→ **YOUR GOAL**
From the entries below, print exactly the span beginning with the line holding "e.g. [[208, 108]]" and ending with the line holding "e.g. [[299, 272]]", endpoints included, and skip any pictures.

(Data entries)
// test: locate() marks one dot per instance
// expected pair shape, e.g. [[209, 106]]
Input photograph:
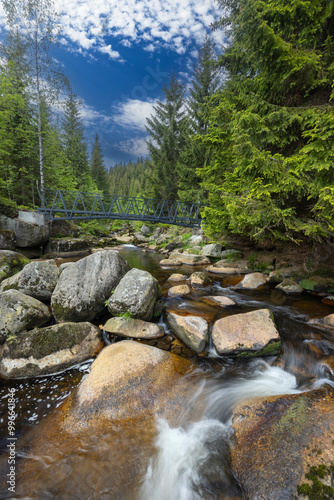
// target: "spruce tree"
[[97, 168], [168, 129], [195, 154], [74, 144]]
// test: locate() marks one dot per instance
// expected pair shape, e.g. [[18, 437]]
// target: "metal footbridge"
[[73, 205]]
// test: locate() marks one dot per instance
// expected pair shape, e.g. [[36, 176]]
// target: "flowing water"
[[190, 461]]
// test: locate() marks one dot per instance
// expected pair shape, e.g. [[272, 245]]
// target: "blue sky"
[[118, 55]]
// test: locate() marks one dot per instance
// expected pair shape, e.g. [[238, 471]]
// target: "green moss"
[[316, 489], [271, 349]]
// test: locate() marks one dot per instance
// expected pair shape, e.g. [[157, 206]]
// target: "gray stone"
[[48, 350], [134, 328], [19, 312], [245, 332], [190, 259], [27, 234], [83, 287], [289, 287], [212, 250], [145, 230], [231, 254], [136, 294], [252, 281], [7, 240], [11, 263], [37, 279], [192, 330]]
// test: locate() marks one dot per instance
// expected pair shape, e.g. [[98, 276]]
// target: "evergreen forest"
[[252, 138]]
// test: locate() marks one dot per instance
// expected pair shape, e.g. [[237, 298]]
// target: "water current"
[[190, 461]]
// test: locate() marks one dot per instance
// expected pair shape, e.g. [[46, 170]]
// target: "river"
[[191, 461]]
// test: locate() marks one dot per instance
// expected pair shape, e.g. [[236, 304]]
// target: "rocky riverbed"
[[198, 357]]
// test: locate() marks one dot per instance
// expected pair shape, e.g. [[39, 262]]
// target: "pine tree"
[[74, 144], [195, 154], [168, 129], [98, 171]]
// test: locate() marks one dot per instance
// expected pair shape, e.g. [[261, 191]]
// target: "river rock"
[[37, 279], [177, 277], [26, 233], [246, 332], [7, 240], [11, 263], [83, 287], [136, 294], [282, 437], [192, 330], [212, 250], [289, 287], [145, 230], [179, 290], [219, 300], [190, 259], [134, 328], [199, 279], [19, 312], [252, 281], [170, 262], [43, 351]]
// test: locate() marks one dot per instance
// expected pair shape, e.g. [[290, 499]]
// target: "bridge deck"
[[74, 205]]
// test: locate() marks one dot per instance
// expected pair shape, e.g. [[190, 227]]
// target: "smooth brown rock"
[[192, 330], [170, 262], [199, 279], [177, 277], [134, 328], [277, 439], [219, 300], [252, 281], [190, 259], [244, 332], [179, 290]]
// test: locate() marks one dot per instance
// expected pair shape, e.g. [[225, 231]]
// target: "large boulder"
[[136, 294], [26, 233], [134, 328], [11, 263], [190, 259], [282, 437], [212, 250], [37, 279], [252, 281], [48, 350], [192, 330], [7, 240], [19, 312], [83, 287], [245, 333], [116, 405]]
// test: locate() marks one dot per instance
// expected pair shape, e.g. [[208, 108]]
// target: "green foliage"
[[271, 128]]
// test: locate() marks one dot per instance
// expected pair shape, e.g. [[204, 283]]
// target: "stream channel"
[[189, 461]]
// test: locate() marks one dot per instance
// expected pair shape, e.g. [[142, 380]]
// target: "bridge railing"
[[74, 205]]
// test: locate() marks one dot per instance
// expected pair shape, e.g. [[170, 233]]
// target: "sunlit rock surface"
[[19, 312], [134, 328], [244, 332], [49, 350], [83, 287], [192, 330], [136, 294], [37, 279], [277, 439]]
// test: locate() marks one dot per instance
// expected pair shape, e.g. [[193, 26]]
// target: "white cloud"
[[132, 113], [135, 147], [155, 23]]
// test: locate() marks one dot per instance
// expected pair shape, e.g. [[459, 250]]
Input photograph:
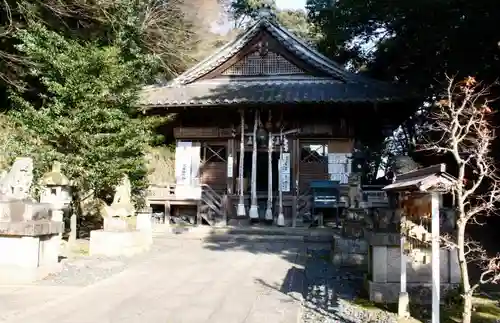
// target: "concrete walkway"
[[183, 281]]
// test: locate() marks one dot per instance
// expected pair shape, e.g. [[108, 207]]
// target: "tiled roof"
[[339, 85], [272, 91]]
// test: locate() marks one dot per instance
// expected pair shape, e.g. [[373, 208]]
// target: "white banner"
[[285, 172], [187, 165]]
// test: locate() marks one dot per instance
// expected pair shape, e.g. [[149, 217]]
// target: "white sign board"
[[339, 167], [187, 165], [285, 172]]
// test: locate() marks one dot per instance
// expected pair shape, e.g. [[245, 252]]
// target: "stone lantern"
[[56, 190]]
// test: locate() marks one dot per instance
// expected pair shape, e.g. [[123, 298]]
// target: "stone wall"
[[384, 273]]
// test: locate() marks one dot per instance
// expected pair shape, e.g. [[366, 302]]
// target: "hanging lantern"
[[262, 137]]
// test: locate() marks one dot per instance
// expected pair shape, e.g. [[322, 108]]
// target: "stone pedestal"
[[384, 270], [29, 250], [119, 243]]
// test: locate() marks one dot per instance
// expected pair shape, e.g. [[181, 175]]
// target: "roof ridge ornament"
[[266, 10]]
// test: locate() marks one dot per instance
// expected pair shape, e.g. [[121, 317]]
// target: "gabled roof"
[[334, 85], [433, 178]]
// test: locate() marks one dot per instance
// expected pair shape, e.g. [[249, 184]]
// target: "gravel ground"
[[330, 293], [80, 270]]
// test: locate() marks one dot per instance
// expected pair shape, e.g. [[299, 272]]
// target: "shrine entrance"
[[262, 171]]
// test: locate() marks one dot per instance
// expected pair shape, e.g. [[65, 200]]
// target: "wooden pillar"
[[231, 163], [167, 212], [241, 212], [198, 213], [254, 209]]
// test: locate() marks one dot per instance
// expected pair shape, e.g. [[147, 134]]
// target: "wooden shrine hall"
[[261, 119]]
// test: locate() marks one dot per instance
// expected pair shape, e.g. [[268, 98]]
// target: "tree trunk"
[[467, 310], [76, 210], [462, 262]]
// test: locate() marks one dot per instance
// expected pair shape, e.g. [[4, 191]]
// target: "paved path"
[[182, 281]]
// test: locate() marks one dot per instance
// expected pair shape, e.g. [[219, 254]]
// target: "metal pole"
[[240, 210], [436, 284]]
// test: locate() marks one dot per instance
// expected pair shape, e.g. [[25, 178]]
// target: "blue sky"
[[291, 4]]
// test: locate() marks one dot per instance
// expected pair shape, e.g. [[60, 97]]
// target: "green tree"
[[85, 116], [413, 43]]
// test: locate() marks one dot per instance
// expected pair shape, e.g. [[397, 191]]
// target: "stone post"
[[57, 192]]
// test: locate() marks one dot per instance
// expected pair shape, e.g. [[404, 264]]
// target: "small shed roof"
[[433, 178]]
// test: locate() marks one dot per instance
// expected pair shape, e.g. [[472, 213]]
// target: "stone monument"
[[29, 237], [349, 248], [118, 238]]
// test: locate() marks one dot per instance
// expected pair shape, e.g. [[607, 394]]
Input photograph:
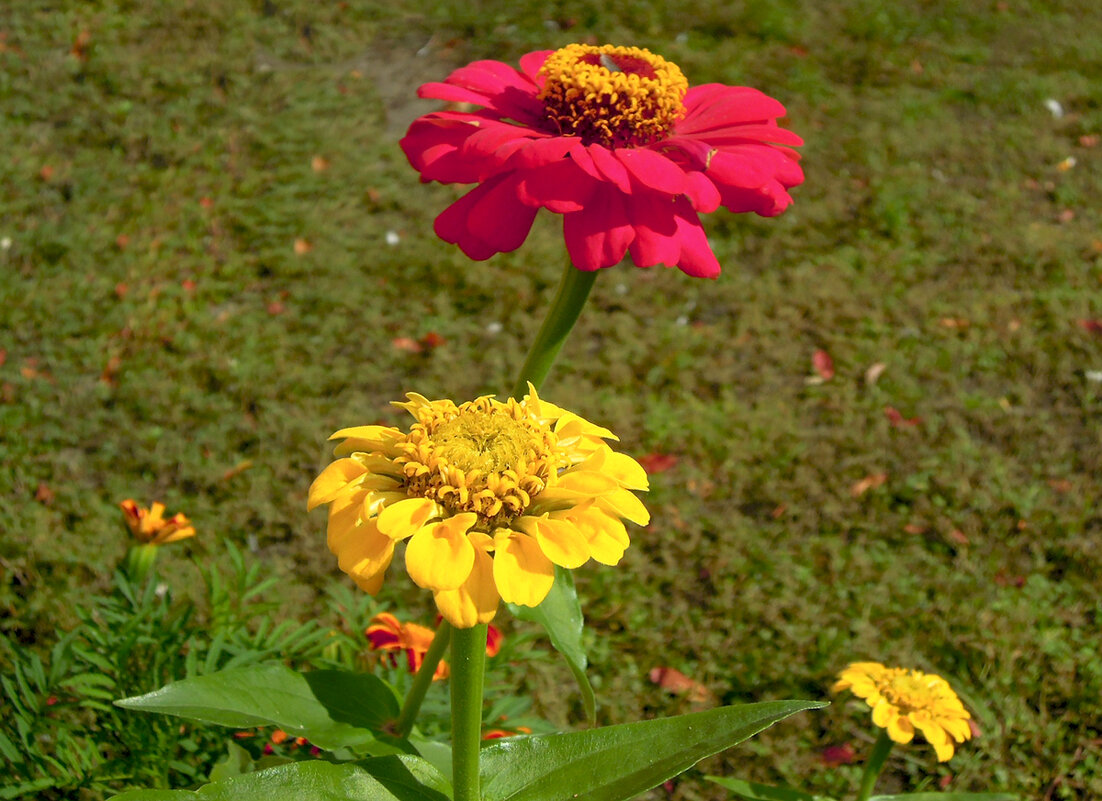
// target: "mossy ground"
[[200, 288]]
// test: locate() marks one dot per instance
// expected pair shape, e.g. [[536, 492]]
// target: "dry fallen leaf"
[[823, 365], [674, 681], [898, 420], [871, 482], [658, 462]]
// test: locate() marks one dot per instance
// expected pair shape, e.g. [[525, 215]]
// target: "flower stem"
[[468, 659], [423, 680], [569, 301], [875, 766]]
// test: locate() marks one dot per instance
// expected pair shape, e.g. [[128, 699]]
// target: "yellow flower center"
[[612, 96], [484, 456], [908, 691]]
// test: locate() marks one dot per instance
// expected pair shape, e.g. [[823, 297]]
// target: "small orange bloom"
[[386, 632], [149, 525]]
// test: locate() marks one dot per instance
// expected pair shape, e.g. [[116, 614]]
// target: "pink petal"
[[452, 225], [498, 218], [702, 192], [598, 236], [652, 170], [561, 187], [712, 106], [697, 257], [530, 64], [609, 168], [656, 241]]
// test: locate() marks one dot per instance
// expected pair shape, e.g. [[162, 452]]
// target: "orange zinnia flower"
[[150, 527]]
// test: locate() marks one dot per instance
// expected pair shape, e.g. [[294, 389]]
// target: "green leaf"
[[561, 615], [331, 709], [384, 779], [949, 797], [753, 791], [618, 762]]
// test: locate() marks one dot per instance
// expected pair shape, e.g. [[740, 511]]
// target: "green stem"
[[875, 766], [468, 659], [569, 301], [423, 680]]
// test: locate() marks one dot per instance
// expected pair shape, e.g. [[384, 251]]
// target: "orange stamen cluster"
[[613, 96]]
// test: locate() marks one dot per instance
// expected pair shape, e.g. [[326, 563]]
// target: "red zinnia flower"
[[611, 138]]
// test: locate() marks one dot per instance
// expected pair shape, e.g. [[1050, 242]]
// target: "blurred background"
[[876, 436]]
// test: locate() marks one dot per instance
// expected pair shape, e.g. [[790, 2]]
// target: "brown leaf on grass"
[[82, 43], [871, 482], [237, 469], [898, 420], [823, 365], [673, 681], [407, 344], [658, 462], [832, 756], [874, 372], [431, 341]]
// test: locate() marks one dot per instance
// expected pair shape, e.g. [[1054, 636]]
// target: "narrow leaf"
[[618, 762], [385, 779], [331, 709], [753, 791], [949, 797], [561, 615]]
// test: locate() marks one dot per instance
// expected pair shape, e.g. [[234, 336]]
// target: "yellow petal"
[[476, 601], [440, 556], [367, 552], [332, 480], [626, 471], [606, 536], [625, 505], [560, 540], [522, 574], [406, 517]]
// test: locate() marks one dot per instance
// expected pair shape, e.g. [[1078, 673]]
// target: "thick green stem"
[[468, 660], [875, 766], [423, 680], [569, 301]]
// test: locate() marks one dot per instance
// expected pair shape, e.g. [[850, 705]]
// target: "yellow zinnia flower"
[[904, 700], [150, 527], [490, 496]]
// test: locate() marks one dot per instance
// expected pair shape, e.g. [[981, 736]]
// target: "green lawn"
[[196, 288]]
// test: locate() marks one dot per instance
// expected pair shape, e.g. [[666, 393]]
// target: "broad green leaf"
[[618, 762], [949, 797], [384, 779], [332, 709], [753, 791], [561, 615]]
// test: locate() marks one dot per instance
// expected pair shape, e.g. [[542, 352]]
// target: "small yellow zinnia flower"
[[904, 700], [150, 527], [492, 496]]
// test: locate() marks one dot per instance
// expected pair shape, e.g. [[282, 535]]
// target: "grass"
[[164, 337]]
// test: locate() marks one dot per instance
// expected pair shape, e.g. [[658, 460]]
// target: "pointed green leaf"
[[332, 709], [561, 615], [382, 779], [618, 762], [948, 797], [753, 791]]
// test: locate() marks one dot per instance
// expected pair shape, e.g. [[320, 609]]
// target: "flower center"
[[907, 692], [486, 457], [612, 96]]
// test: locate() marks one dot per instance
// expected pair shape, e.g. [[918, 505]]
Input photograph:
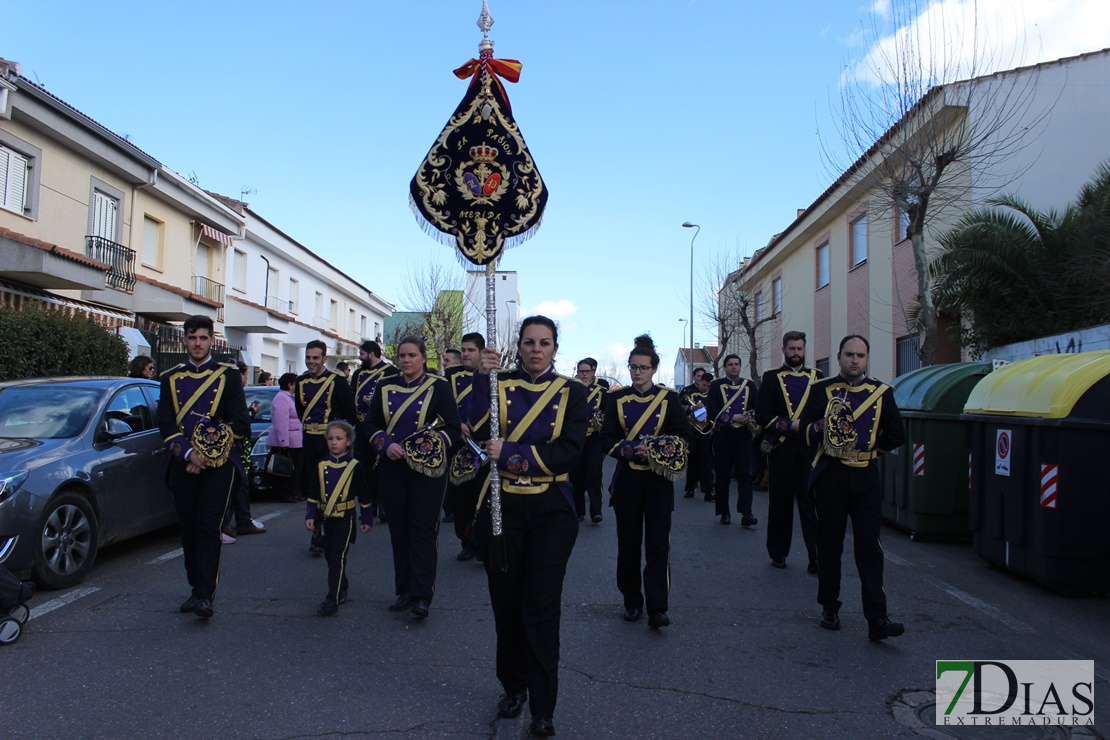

→ **EXERCISE RESULT**
// expected pair shape, e.g. [[208, 108]]
// target: "green foliage"
[[271, 128]]
// test: locate() marks one dot per instance
// expected pair shape, e.g. [[204, 283]]
// target: "stream channel"
[[189, 461]]
// test: locate() marks one dot per instance
// expected pair shape, e.g. [[142, 380]]
// target: "bridge railing"
[[74, 205]]
// test: locate() marks one dot per instance
// expected pair shape, e.g. [[170, 233]]
// target: "sunlit rock surface"
[[19, 312], [134, 328], [244, 332], [49, 350], [83, 287], [192, 330], [136, 294], [37, 279], [277, 439]]
// test: locate() marks one dot per instance
// expected pair shape, e.g. [[193, 26]]
// target: "white cloud"
[[132, 113], [135, 147], [155, 23]]
// test: locate() marks one dot per instance
// expected pair shape, e.g. [[459, 250]]
Input photograph:
// target: "concrete walkway"
[[183, 281]]
// test: locate() marks one dot per instance
// expected pair shape, e.g. [[108, 207]]
// target: "tiled roof"
[[339, 85], [272, 91]]
// test: locate() marks one dot per instance
// expected pair shape, e.g. [[373, 208]]
// target: "white banner"
[[285, 172], [187, 165]]
// test: locate() marks one dot per instance
// expected pair shape, e.g. [[149, 217]]
// target: "white sign board"
[[339, 167], [187, 165], [285, 172]]
// test: locate() marks one dot per instance
// expected pair shape, e.g. [[245, 252]]
// target: "stone lantern"
[[56, 190]]
// test: locate() marks one dot per instance
// expected pair shape, e.g. [[123, 298]]
// target: "stone wall"
[[384, 273]]
// test: locate() marks one dot per instance
// expected pair shape, e.g. [[366, 302]]
// target: "hanging lantern"
[[262, 137]]
// test: locate() marks one dot per instance
// expected pair shape, e.g. [[322, 108]]
// target: "stone pedestal"
[[384, 270], [29, 250], [119, 243]]
// test: locate() marks one dot per instance
// expected pair shape, e.g. [[181, 175]]
// target: "roof ridge ornament"
[[266, 10]]
// test: locate() marks one dot per instance
// expected pair shape, e.g. [[121, 317]]
// target: "gabled roof"
[[334, 85], [433, 178]]
// test: locate() marks one dot per instance
// expected pair shape, e.g. [[249, 184]]
// target: "gravel ground"
[[330, 293], [80, 270]]
// test: locate() marks one dot per instance
// expected pair shape, e.g. [[299, 272]]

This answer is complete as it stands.